*Exercise set*
A) According to the kgout documentation, how often does kgout scan the watch directory by default?
B) Summarize the kgout documentation in two sentences.

*Given passage*
- - - - -
1. Go to [Google Cloud Console](https://console.cloud.google.com/)
2. Create a project (or use existing) and enable the **Google Drive API**
3. Go to **IAM & Admin > Service Accounts** > Create a service account
4. Create a key (JSON) > download it
5. Upload the JSON to Kaggle as a private dataset (e.g., `my-secrets`)
6. In Google Drive, right-click your target folder > **Share** > paste the service account email (the `client_email` field in the JSON) > give it **Editor** access
7. Copy the folder ID from the Drive URL: `https://drive.google.com/drive/folders/THIS_PART_IS_THE_ID`

## Security

See [SECURITY.md](SECURITY.md) for the full security policy and vulnerability reporting.

## How It Works

1. **Snapshot**: On `start()`, kgout fingerprints all existing files (mtime + size) so they don't trigger syncs
2. **Poll**: A daemon thread scans the watch directory every N seconds
3. **Settle check**: Files modified in the last 2 seconds are skipped (still being written)
4. **Compare**: Each file's fingerprint is compared against the snapshot
5. **Sync**: New or modified files are sent to the configured destination(s)
6. **Cleanup**: On `stop()` (or context manager exit), watcher thread and tunnels shut down

The watcher runs as a **daemon thread** — it won't block your notebook or prevent kernel shutdown.

## Known Limitations

- **Polling-based, not instant**: kgout scans the directory every N seconds (default 30). Files won't appear until the next scan completes. Not suitable for real-time streaming.
- **ngrok free tier**: Limited to 1 tunnel at a time. Sessions may disconnect after ~2 hours. URL changes every time kgout starts.
- **Restricted networks**: ngrok requires outbound internet access on ports 443/4443. Institutional networks (university campuses, corporate firewalls, research lab servers) may block ngrok traffic. If the tunnel fails to start, your network likely blocks it — use the `gdrive` destination instead.
- - - - -
*Dataset content*
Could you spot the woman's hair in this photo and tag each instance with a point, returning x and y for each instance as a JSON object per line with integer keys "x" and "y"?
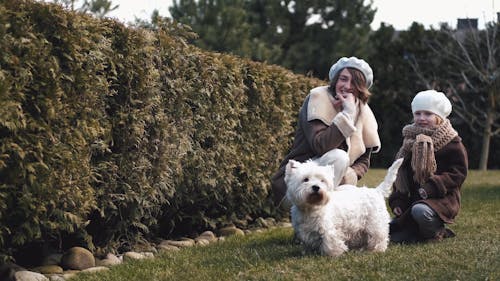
{"x": 358, "y": 83}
- - - - -
*Outputs*
A) Every 30 seconds.

B) Google Drive setup starts in Google Cloud Console: enable the Google Drive API, create a service account and its JSON key, upload that key to Kaggle as a private dataset, and share the target Drive folder with the service account's email at Editor access. kgout runs as a daemon thread that polls the watch directory every N seconds and sends new or modified files to the configured destinations, but it is not instant, and ngrok is limited on the free tier and may be blocked on restricted networks.